** Opening RECORDS TO PROCESS block **

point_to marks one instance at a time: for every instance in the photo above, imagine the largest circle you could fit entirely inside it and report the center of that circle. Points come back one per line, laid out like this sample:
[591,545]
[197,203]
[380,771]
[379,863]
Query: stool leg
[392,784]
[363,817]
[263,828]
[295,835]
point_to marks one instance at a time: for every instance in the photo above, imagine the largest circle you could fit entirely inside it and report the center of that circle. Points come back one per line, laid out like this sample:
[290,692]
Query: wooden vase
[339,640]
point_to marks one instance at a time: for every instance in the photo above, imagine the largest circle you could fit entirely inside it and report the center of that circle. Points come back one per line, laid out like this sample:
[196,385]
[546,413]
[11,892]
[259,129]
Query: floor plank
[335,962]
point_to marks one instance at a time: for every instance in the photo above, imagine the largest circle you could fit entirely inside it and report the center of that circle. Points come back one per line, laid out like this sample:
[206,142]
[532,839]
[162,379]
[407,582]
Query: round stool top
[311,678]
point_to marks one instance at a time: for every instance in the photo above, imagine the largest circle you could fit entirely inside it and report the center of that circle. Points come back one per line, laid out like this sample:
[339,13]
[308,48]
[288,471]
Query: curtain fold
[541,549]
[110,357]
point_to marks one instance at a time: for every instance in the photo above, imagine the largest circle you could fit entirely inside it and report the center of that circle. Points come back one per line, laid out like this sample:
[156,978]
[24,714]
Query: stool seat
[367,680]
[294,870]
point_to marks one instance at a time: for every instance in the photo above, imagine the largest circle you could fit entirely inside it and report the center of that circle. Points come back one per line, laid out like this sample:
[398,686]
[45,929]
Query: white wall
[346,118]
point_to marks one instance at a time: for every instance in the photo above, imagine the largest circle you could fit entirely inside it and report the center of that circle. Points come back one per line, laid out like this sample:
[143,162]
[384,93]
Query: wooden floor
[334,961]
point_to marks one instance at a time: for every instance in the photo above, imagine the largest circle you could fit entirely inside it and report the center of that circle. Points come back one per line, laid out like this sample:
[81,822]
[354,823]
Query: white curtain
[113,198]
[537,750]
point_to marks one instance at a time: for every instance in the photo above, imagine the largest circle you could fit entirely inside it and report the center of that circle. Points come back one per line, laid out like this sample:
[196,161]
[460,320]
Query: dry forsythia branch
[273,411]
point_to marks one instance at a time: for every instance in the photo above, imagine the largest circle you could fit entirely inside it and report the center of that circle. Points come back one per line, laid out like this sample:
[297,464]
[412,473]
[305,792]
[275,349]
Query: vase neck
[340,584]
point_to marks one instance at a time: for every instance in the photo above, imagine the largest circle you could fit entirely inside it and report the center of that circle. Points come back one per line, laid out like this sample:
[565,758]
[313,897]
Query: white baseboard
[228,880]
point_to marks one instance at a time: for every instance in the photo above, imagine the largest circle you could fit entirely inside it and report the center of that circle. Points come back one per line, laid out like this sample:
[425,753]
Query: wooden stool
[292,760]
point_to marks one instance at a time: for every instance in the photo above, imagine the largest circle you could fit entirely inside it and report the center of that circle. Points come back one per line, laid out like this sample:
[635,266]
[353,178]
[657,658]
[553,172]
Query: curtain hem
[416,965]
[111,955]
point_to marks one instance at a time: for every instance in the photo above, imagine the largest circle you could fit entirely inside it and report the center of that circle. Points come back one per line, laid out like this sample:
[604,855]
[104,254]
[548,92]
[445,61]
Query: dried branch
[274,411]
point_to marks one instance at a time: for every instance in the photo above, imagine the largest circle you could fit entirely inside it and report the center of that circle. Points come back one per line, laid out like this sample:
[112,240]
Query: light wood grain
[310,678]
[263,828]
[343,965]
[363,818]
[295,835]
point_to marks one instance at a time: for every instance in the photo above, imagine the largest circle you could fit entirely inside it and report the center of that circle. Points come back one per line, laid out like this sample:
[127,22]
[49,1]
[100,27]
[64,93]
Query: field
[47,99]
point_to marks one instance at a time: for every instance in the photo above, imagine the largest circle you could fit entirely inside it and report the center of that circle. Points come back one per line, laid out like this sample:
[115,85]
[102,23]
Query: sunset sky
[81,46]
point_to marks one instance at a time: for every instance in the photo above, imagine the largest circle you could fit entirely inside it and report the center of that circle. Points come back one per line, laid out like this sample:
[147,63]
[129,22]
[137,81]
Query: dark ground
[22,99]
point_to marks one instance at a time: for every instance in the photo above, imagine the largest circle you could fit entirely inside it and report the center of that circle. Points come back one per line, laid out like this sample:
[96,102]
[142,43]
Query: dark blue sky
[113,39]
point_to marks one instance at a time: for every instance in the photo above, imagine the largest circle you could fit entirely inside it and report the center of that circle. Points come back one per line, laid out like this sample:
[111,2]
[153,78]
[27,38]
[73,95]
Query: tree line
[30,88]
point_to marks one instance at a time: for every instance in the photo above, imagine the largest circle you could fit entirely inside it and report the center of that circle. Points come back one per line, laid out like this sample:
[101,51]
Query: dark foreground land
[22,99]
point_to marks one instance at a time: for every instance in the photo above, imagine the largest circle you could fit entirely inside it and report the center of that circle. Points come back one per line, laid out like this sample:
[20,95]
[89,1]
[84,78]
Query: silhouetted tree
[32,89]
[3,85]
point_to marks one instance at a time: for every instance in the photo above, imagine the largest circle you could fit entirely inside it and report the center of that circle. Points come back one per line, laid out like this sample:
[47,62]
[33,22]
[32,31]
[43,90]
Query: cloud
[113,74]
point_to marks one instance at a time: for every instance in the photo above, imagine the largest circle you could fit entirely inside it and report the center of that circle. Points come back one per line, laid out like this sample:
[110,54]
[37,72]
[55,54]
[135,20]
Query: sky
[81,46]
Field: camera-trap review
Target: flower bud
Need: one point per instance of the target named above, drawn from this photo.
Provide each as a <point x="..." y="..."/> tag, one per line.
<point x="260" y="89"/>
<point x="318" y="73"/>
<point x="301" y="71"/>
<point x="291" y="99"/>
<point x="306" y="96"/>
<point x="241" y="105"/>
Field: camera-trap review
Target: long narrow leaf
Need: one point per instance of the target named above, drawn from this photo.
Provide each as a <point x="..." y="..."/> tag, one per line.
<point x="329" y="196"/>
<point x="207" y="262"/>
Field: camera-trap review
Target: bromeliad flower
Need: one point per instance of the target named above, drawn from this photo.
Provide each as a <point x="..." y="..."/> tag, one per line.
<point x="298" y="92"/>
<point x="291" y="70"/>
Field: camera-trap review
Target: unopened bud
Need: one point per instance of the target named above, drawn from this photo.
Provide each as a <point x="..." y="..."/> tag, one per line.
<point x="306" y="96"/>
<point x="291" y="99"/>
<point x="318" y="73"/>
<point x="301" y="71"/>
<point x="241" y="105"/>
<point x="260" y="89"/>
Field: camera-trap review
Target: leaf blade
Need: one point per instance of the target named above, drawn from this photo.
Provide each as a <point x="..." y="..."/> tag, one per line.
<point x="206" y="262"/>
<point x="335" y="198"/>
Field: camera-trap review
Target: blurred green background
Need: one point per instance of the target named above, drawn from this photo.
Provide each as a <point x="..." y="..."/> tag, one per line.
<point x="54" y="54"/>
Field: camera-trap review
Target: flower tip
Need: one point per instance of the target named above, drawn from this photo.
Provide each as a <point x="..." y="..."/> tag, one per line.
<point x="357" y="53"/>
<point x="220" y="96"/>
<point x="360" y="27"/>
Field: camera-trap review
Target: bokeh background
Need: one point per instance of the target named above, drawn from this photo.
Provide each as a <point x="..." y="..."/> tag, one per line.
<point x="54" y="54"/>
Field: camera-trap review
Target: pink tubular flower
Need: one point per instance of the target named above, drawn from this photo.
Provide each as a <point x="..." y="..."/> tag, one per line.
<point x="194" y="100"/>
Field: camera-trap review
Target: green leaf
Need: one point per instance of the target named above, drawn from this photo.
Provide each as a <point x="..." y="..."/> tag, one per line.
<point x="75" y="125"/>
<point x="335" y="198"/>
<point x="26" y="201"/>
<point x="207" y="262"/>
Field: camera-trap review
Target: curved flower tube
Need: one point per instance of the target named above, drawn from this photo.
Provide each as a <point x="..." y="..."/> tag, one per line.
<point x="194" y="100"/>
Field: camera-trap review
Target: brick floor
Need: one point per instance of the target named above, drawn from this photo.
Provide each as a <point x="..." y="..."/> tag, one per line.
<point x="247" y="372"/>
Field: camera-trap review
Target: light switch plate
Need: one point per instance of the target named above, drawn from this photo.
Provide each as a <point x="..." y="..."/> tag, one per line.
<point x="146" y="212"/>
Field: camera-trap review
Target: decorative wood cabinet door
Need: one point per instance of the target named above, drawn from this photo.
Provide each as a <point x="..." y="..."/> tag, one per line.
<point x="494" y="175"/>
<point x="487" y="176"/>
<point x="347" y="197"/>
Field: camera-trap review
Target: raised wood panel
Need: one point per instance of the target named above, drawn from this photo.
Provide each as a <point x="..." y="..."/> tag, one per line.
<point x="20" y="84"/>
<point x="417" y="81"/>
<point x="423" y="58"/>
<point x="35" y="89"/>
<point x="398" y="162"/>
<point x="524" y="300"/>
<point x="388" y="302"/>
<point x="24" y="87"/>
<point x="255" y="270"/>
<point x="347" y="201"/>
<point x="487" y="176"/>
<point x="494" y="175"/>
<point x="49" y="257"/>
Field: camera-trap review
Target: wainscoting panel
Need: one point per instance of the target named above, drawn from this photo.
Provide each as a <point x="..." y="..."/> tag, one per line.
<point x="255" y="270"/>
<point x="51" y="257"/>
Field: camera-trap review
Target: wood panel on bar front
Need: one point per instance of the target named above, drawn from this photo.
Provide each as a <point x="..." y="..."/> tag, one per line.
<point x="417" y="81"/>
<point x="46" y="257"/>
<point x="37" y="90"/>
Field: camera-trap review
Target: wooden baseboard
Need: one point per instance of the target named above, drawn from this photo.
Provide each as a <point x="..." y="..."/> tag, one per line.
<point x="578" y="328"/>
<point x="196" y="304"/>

** Closing RECORDS TO PROCESS block **

- **WORK INSTRUCTION**
Nothing but a number is expected here: the number of lines in the entries that include the word "background".

- **RESULT BELOW**
2